- **Task statement**: Return, verbatim and with nothing else, the lines of the records beginning at the line that contains "On this screenshot, the power" and ending with the line that contains "[376,228,451,252]", both included.

- **The input**:

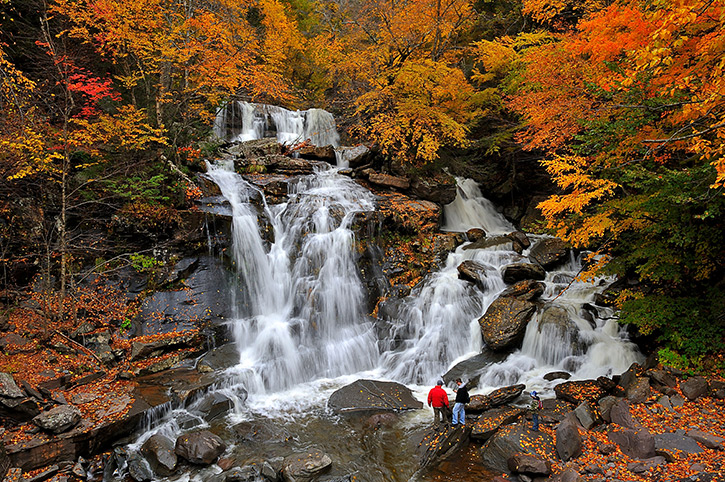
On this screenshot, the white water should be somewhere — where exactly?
[202,165,378,393]
[441,177,515,234]
[214,101,340,147]
[199,169,640,407]
[123,146,641,481]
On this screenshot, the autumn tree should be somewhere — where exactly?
[314,0,478,165]
[482,0,725,368]
[53,0,302,146]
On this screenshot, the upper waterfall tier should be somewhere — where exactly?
[214,101,340,147]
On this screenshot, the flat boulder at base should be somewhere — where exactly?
[327,380,423,413]
[281,450,332,482]
[413,424,471,479]
[481,423,555,473]
[466,384,526,412]
[529,238,568,270]
[471,407,526,442]
[174,430,227,465]
[554,380,606,405]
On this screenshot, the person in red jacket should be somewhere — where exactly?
[428,380,450,425]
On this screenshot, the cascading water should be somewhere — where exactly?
[202,160,378,393]
[214,101,340,147]
[382,179,641,392]
[121,154,641,482]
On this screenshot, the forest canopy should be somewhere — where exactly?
[0,0,725,370]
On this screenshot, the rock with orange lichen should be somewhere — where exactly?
[554,380,607,405]
[411,424,471,480]
[33,405,81,434]
[466,383,526,412]
[555,415,582,462]
[478,297,536,351]
[471,407,525,442]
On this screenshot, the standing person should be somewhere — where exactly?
[531,390,544,432]
[453,378,471,427]
[428,380,449,425]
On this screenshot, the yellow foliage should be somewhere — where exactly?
[357,60,480,164]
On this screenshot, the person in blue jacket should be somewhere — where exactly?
[453,378,471,427]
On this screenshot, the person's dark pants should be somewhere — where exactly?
[433,407,449,425]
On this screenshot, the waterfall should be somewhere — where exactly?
[442,177,514,234]
[202,160,378,393]
[121,169,642,482]
[214,101,340,147]
[382,178,641,391]
[204,168,639,393]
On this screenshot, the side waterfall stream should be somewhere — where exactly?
[121,107,641,482]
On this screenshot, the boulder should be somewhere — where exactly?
[554,380,606,405]
[627,455,667,474]
[410,173,456,204]
[368,171,410,189]
[499,280,546,301]
[281,450,332,482]
[607,428,657,459]
[466,228,486,243]
[471,407,526,442]
[327,380,423,413]
[508,454,551,476]
[0,372,25,398]
[191,391,236,421]
[443,348,508,388]
[625,377,652,403]
[481,423,555,473]
[687,430,725,449]
[337,144,371,169]
[539,398,574,425]
[242,173,297,204]
[174,430,227,465]
[645,370,677,390]
[141,433,178,476]
[458,259,486,290]
[463,236,513,251]
[544,372,571,382]
[413,425,471,472]
[130,330,203,361]
[478,297,536,351]
[609,400,639,429]
[503,263,546,284]
[508,231,531,254]
[33,405,82,434]
[642,430,704,462]
[555,416,582,462]
[680,377,709,400]
[126,451,154,482]
[269,156,315,176]
[466,384,526,412]
[547,467,585,482]
[221,137,282,159]
[140,256,232,335]
[598,395,621,423]
[529,238,568,270]
[297,145,337,164]
[574,402,602,430]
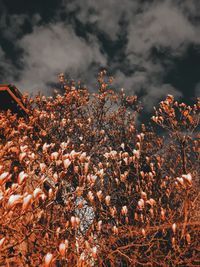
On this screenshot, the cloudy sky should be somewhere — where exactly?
[0,0,200,108]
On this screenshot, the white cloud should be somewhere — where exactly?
[0,0,200,103]
[12,23,106,94]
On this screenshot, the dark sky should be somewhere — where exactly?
[0,0,200,109]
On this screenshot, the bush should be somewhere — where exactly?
[0,72,200,267]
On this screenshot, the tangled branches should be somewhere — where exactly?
[0,73,200,267]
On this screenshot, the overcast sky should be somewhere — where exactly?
[0,0,200,108]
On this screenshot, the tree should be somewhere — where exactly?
[0,72,200,266]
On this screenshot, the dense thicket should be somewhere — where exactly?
[0,72,200,267]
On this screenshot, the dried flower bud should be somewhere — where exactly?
[0,237,6,248]
[44,253,53,267]
[63,159,71,169]
[92,247,97,259]
[59,243,66,257]
[97,190,103,201]
[22,194,33,211]
[105,196,110,206]
[172,223,176,234]
[185,233,191,245]
[17,171,28,185]
[7,195,22,209]
[112,225,119,235]
[97,221,102,231]
[121,206,128,215]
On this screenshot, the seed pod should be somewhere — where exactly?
[44,253,53,267]
[172,223,176,234]
[59,243,66,257]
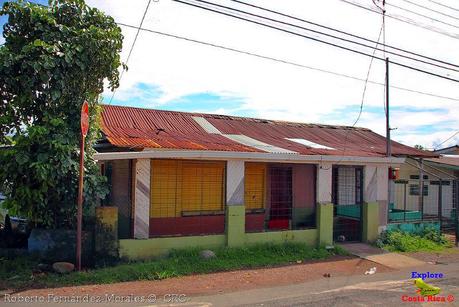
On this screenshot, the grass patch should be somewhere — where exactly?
[376,229,452,252]
[0,243,347,289]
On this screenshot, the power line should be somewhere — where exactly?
[220,0,459,72]
[230,0,459,67]
[386,2,459,29]
[117,22,459,101]
[172,0,459,83]
[434,130,459,150]
[336,9,385,164]
[339,0,459,39]
[108,0,151,105]
[402,0,459,20]
[427,0,459,12]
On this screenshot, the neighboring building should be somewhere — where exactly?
[388,156,459,233]
[96,106,438,258]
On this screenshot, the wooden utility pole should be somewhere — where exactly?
[75,101,89,271]
[386,58,392,157]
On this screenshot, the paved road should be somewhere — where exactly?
[189,263,459,306]
[0,262,459,307]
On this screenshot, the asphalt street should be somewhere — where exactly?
[0,262,459,307]
[188,263,459,306]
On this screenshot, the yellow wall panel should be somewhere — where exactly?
[150,160,225,217]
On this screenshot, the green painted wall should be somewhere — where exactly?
[386,222,440,233]
[362,202,379,242]
[119,204,333,260]
[316,204,333,245]
[245,229,317,246]
[120,235,226,260]
[94,207,118,257]
[226,205,245,247]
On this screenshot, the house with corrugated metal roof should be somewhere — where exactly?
[387,154,459,240]
[96,105,437,259]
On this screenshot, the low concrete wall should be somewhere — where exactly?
[386,221,440,233]
[120,204,333,260]
[120,235,226,260]
[245,229,317,246]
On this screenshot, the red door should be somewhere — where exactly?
[269,167,292,229]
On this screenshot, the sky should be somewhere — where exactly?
[0,0,459,148]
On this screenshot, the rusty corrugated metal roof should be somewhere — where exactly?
[426,156,459,167]
[102,105,438,157]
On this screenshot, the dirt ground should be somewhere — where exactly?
[13,256,391,296]
[405,248,459,264]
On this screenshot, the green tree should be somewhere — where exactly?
[0,0,123,227]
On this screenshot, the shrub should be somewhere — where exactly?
[376,228,451,252]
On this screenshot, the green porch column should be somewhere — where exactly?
[226,205,245,247]
[362,202,379,242]
[316,203,333,246]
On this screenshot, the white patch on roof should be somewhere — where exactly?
[192,116,222,134]
[286,138,336,150]
[223,134,297,154]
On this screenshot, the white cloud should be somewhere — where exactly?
[88,0,459,147]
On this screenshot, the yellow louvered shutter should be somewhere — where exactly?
[150,160,179,218]
[150,160,225,218]
[244,163,266,209]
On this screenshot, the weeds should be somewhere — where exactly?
[0,243,346,289]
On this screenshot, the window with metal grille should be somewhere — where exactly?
[332,167,363,205]
[150,160,225,218]
[244,163,266,210]
[409,184,429,196]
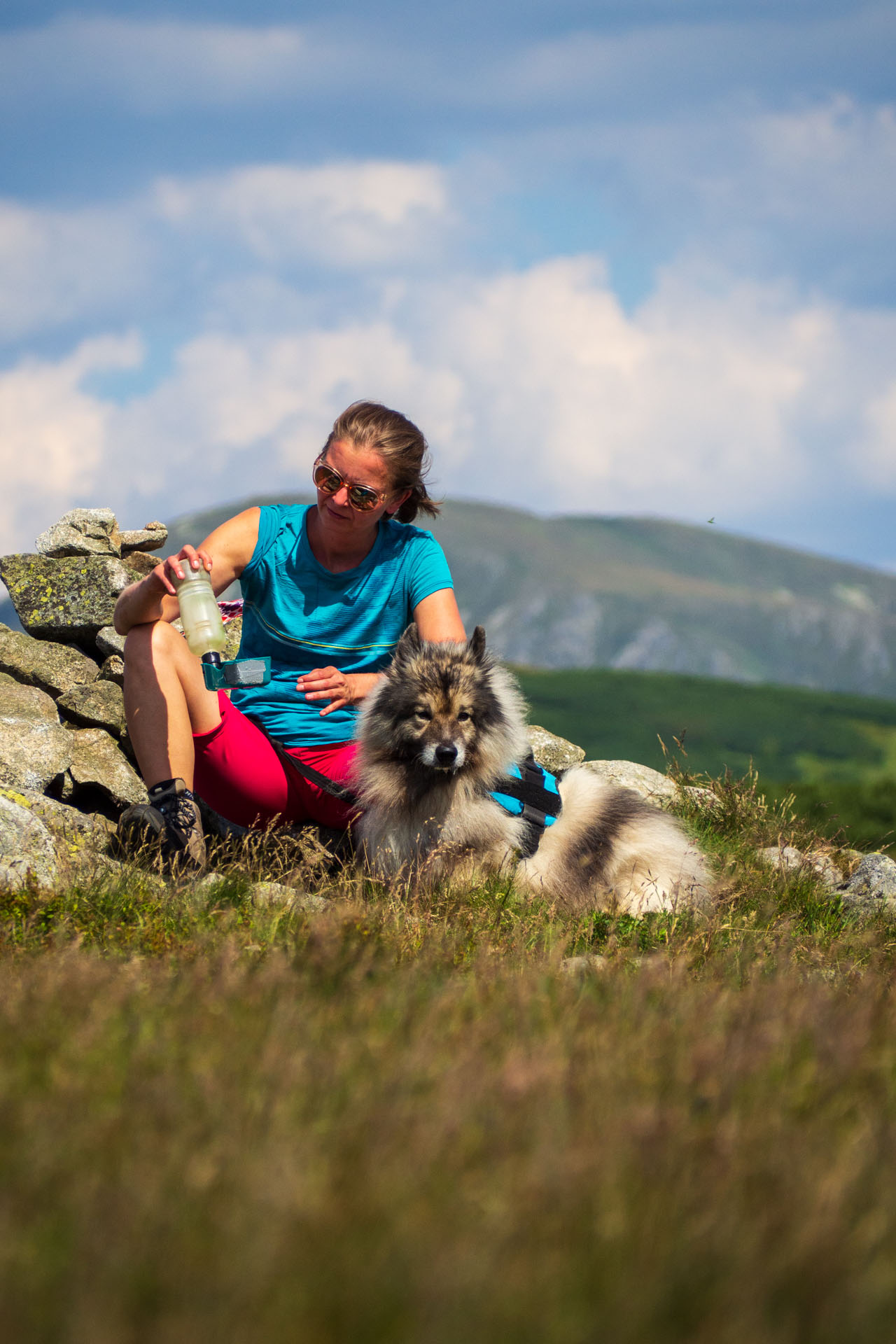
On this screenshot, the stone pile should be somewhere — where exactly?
[0,508,896,913]
[0,508,241,886]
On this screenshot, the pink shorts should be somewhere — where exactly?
[193,691,357,827]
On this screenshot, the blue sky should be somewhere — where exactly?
[0,0,896,567]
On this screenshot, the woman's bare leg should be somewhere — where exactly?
[125,621,220,789]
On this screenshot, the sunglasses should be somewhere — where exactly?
[312,457,388,513]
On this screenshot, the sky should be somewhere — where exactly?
[0,0,896,570]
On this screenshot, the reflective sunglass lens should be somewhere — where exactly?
[312,462,380,513]
[348,485,380,512]
[314,462,342,495]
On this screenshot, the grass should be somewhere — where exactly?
[0,776,896,1344]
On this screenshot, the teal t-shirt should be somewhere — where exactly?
[231,504,454,746]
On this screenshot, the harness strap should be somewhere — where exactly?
[246,714,358,806]
[490,757,563,859]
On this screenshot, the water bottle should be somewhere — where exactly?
[171,561,225,663]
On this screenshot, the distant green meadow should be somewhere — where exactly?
[517,668,896,848]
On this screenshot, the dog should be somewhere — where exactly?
[356,625,710,914]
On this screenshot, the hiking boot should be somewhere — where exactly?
[118,780,206,872]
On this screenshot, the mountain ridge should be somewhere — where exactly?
[0,495,896,699]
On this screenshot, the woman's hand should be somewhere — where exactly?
[146,542,212,596]
[295,666,380,718]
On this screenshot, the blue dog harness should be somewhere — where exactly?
[490,757,563,859]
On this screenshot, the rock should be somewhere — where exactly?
[0,555,147,644]
[0,672,71,792]
[0,793,59,891]
[560,953,610,980]
[35,508,121,559]
[97,625,126,659]
[99,653,125,688]
[526,731,584,771]
[757,844,844,891]
[220,615,243,663]
[583,761,680,802]
[57,677,127,738]
[248,882,330,914]
[125,551,158,580]
[63,729,146,808]
[118,523,168,555]
[0,625,99,696]
[0,789,115,849]
[842,853,896,913]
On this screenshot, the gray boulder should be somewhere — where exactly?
[97,625,126,659]
[0,672,71,792]
[125,551,158,580]
[0,555,142,644]
[582,761,716,808]
[248,882,330,914]
[0,625,99,696]
[759,844,844,891]
[220,615,243,662]
[526,731,584,773]
[35,508,121,559]
[842,853,896,914]
[118,522,168,555]
[0,789,115,852]
[63,729,146,808]
[99,653,125,688]
[57,682,127,738]
[583,761,678,802]
[0,793,59,891]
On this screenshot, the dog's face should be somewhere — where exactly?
[376,628,498,776]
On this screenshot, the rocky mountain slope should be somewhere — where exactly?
[164,496,896,696]
[7,496,896,697]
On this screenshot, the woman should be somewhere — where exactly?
[115,402,465,865]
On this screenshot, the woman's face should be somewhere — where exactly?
[317,438,403,533]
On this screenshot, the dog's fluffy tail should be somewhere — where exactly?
[520,767,712,914]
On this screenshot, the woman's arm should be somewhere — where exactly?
[295,589,466,718]
[114,508,260,634]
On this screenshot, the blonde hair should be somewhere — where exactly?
[323,402,440,523]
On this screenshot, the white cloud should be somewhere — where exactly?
[0,335,142,551]
[0,160,456,342]
[155,161,450,267]
[0,16,315,113]
[0,200,152,340]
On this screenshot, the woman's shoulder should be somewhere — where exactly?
[247,504,309,570]
[383,517,442,551]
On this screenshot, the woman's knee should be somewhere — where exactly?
[124,621,184,671]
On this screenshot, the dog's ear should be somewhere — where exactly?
[466,625,485,663]
[392,621,423,663]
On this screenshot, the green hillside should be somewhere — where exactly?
[517,668,896,852]
[161,496,896,697]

- **Task result**:
On this screenshot, the power line should be somewhere — where exactly?
[220,0,459,72]
[230,0,459,67]
[386,2,459,29]
[117,22,459,101]
[172,0,459,83]
[434,130,459,150]
[336,9,385,164]
[339,0,459,39]
[108,0,151,105]
[402,0,459,20]
[427,0,459,12]
On this screenshot, the neighboring building should be somewhere — where exactly?
[388,156,459,233]
[96,106,438,258]
On this screenshot, the wooden utility pole should be somewhere — where exactly?
[75,101,89,271]
[386,58,392,157]
On this screenshot, the paved road should be somewhere — where exactly?
[189,263,459,306]
[0,262,459,307]
On this screenshot, the asphalt street should be somewhere — where exactly?
[0,262,459,307]
[188,263,459,306]
On this screenshot, the yellow wall panel should be somewhere — where exactly?
[150,160,225,217]
On this screenshot, the green painted wall should be somewhere — where exactly?
[386,222,440,233]
[362,202,379,242]
[119,204,333,260]
[316,204,333,245]
[245,229,317,246]
[120,235,226,260]
[94,207,118,257]
[226,205,245,247]
On this screenshot, the house with corrugated metal roof should be somewhere — where exactly?
[387,154,459,240]
[96,105,437,259]
On this screenshot, the low concrete wall should be somewhere — where exactly?
[386,221,440,233]
[120,204,333,260]
[120,235,226,260]
[245,229,317,246]
On this screenshot, the red door should be somewhere — where exactly?
[269,167,292,229]
On this screenshot, the sky should be somewhere — where exactly?
[0,0,459,148]
On this screenshot, the rusty corrugated metal roof should be somewhere — where exactly?
[426,156,459,167]
[102,105,438,157]
On this screenshot, the dirt ground should be somewhere — where exactly?
[13,256,391,296]
[405,248,459,264]
On this screenshot, the green tree should be somewhere — where exactly?
[0,0,123,227]
On this screenshot, the shrub should be somewhere — where exactly?
[376,228,451,252]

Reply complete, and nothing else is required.